# What is expected
Exactly as they appear, set down all of the records.

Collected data

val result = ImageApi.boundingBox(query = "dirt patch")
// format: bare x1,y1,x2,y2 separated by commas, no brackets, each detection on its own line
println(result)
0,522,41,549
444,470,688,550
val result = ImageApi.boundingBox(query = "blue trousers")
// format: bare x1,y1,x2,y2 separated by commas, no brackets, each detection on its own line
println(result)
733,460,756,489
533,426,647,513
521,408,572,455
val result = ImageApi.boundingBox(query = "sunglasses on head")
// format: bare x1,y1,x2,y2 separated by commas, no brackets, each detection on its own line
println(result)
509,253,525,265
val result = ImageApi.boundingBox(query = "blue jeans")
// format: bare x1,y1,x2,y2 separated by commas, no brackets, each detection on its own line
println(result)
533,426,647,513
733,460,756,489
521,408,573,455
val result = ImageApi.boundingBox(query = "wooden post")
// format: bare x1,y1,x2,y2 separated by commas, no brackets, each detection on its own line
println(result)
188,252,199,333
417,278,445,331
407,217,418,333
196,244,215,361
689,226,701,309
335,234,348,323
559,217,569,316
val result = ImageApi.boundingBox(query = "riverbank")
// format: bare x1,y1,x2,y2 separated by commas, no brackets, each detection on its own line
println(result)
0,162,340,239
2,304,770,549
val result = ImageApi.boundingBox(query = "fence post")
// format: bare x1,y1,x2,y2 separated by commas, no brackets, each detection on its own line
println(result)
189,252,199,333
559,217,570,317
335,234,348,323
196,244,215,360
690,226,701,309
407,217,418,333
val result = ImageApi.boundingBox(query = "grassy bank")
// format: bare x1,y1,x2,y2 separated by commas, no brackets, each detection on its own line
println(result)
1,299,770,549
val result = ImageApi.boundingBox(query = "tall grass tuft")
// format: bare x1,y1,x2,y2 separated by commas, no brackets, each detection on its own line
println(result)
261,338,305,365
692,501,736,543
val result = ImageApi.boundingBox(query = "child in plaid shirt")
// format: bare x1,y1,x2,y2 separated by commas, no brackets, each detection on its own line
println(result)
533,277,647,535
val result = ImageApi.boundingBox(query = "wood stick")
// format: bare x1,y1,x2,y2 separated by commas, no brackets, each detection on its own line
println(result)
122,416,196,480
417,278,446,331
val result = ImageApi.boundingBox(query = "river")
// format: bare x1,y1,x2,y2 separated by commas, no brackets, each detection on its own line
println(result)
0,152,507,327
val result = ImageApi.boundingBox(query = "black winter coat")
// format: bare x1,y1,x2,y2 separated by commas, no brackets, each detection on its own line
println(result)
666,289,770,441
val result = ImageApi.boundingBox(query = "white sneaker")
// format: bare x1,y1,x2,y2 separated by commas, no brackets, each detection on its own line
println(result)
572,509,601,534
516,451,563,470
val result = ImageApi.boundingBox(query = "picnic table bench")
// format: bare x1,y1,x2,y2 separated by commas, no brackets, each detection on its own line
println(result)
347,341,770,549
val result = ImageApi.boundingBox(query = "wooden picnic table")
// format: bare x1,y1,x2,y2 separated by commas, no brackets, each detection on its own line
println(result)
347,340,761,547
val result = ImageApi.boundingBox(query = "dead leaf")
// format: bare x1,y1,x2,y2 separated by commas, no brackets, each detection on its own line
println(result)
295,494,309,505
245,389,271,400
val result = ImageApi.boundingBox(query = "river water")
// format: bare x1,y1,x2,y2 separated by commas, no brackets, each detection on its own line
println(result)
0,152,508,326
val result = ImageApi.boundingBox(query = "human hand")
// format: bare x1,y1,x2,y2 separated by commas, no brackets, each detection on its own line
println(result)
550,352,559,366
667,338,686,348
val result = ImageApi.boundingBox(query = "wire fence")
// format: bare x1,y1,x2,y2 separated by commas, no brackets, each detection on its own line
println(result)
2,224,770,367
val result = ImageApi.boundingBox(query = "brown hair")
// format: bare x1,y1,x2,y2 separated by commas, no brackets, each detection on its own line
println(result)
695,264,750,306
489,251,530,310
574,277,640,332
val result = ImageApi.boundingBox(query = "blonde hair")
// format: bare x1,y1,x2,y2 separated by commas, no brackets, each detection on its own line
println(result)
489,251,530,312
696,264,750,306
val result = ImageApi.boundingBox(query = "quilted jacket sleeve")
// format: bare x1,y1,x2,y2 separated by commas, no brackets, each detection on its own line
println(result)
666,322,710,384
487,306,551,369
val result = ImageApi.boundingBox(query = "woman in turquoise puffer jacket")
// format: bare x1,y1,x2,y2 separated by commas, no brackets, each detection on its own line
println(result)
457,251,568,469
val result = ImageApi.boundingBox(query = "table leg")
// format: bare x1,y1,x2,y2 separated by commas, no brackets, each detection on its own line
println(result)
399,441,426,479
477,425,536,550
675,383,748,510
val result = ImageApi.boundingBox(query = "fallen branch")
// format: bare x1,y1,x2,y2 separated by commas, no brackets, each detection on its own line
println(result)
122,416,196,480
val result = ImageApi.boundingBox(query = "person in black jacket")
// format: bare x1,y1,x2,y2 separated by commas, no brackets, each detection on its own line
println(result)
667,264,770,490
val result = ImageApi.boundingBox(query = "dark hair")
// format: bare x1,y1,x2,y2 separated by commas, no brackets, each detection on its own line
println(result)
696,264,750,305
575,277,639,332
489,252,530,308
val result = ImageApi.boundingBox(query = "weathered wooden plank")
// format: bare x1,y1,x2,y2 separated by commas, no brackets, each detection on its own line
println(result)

# Response box
val result = ImageApi.boundingBox(query = "dirt patch")
// format: bare x1,y1,x2,y2 separated by commas, no brackets, each detection on its own line
println(result)
0,522,41,549
444,470,688,550
val result = ImageApi.boundingBox(query = "blue trousers")
// format: bare x1,y1,x2,y2 separated by commas, no brackets, each detection on its own line
println(result)
733,460,756,489
533,426,647,513
521,408,572,455
val result = ImageApi.boundingBox(query = "sunglasses on head")
// format: bare x1,y1,x2,y2 separated by commas, no brackets, each detection on its own line
println(result)
509,253,525,265
val result = ImageApi.boundingBox(query = "blue jeans")
// format: bare x1,y1,x2,y2 separated by commas, no brackets, each detection on its own line
println(result)
533,426,647,513
733,460,756,489
521,408,573,455
val result = ImageApi.boundingBox(query = "wooden post")
// format: bare x1,y1,x2,y2 separated by commas, no brackets, each detection on its own line
println(result)
188,252,199,333
417,278,445,331
407,217,418,333
196,244,215,361
689,226,701,309
335,234,348,323
559,217,569,316
val result = ImageApi.boundingBox(query = "riverbank")
// format: bare x1,y1,x2,y2 separated by commas, no brackets, each detection on its own line
println(result)
0,162,340,239
2,304,770,549
val result = ImageApi.boundingBox(query = "fence post")
// format: bare x1,y1,x2,y2 separated by commas, no brackets, each detection on its own line
println(result)
189,252,199,333
559,217,570,317
335,234,348,323
196,244,215,360
690,226,701,309
407,217,418,333
val result = ImageApi.boundingBox(query = "grassy bank")
// format: bare x1,y1,x2,y2 separated by commas, no brackets, each detection on its own line
println(result)
1,299,770,549
val result = ImageApi.boundingBox(query = "tall grass tuft")
// format: bare x1,y1,x2,y2 separated by commas, no brackets, each detection on its own line
println(result)
261,338,305,365
692,501,736,543
val result = ImageApi.boundingBox(query = "child in plaid shirt")
// format: bare x1,y1,x2,y2 separated by commas, no brackets, each detection on its own line
println(result)
533,277,647,535
val result = ImageApi.boundingBox(query = "wood stick")
// format: bare x1,y1,x2,y2 separated by commas, no brackets, each detection on its own line
println(result)
122,416,196,480
417,278,446,331
val result = ImageApi.boundingBox(query = "river")
// format: bare x1,y1,x2,y2 separated by commas, no brackets, each detection on its own line
println(result)
0,152,507,327
val result = ImageApi.boundingBox(query = "black winter coat")
// format: bare x1,y1,x2,y2 separated by commas, no brackets, each detection on its own line
println(result)
666,289,770,441
val result = ImageApi.boundingBox(query = "white sneaker")
// format: bare x1,y1,x2,y2 separated by commas, no brackets, each detection on its own line
println(result)
572,509,601,534
516,451,563,470
val result = ImageApi.boundingBox(query = "picnic table bench")
// format: bare x1,y1,x2,y2 separated by commas, no brackets, each detection on its own line
println(result)
347,341,770,549
val result = ImageApi.boundingBox(query = "wooden picnic table")
// format: bare x1,y1,x2,y2 separated by commas, no brackets, each detection on its own line
println(result)
347,340,761,547
val result = ImageApi.boundingBox(query = "dead leaf")
// format: bare x1,y1,x2,y2 separated by commas, no brackets, each detection on its own line
println(result)
295,494,309,505
245,389,271,400
val result = ImageApi.boundingBox(query = "river water")
// format: bare x1,y1,x2,y2 separated by commas, no brackets, each detection on its own line
println(result)
0,152,508,326
val result = ImageApi.boundingBox(query = "human hand")
// format: bare x1,y1,x2,y2 separated by commas, no brackets, each detection on its own line
println(result)
550,352,559,366
667,338,686,348
val result = ImageApi.boundingBox(query = "wire fence")
// format: bare x1,y1,x2,y2 separated by commas, no brackets, each detection on its own line
println(result)
2,224,770,367
val result = ImageApi.boundingBox(query = "brown hair")
// format: bare x1,y1,x2,y2 separated by commas, no brackets, each detection on its own line
println(result)
695,264,750,306
489,251,530,310
574,277,640,332
val result = ImageApi.boundingBox(query = "blonde hair")
// format: bare x1,y1,x2,y2 separated by commas, no brackets, each detection on its own line
println(result)
489,251,530,312
696,264,750,306
val result = ImageApi.boundingBox(query = "quilted jacket sleeve")
// format: bare x1,y1,x2,y2 separated by commas, no brackets, each detection on its own line
println(result)
666,322,710,384
487,306,551,369
val result = ImageApi.boundingBox(query = "woman in turquoise puffer jacket")
// format: bare x1,y1,x2,y2 separated by commas, no brackets, each detection on its own line
println(result)
457,251,568,469
val result = ImageApi.boundingBox(query = "table leg")
// format: bare x1,y1,x2,y2 separated by commas, no brackets, each detection on its own line
println(result)
399,441,426,479
477,425,536,550
675,383,748,510
val result = ImageApi.boundingBox(query = "fallen branch")
// format: bare x1,y1,x2,y2 separated by commas, no brackets, each detection on its own line
println(result)
122,416,196,480
val result = ImageApi.boundingBox(query = "person in black jacket")
// format: bare x1,y1,x2,y2 separated by commas, no brackets, each detection on its own line
println(result)
667,264,770,490
val result = ImageApi.boundingBox(query = "dark hair")
// format: bare x1,y1,x2,y2 separated by commas, no brackets, each detection on its own line
println(result)
696,264,750,305
575,277,639,332
489,252,530,308
val result = ImageApi.boundingBox(query = "weathered wooden plank")
// format: bare x1,y1,x2,y2 separated by commas, no brackets, each detection on its own line
println(result)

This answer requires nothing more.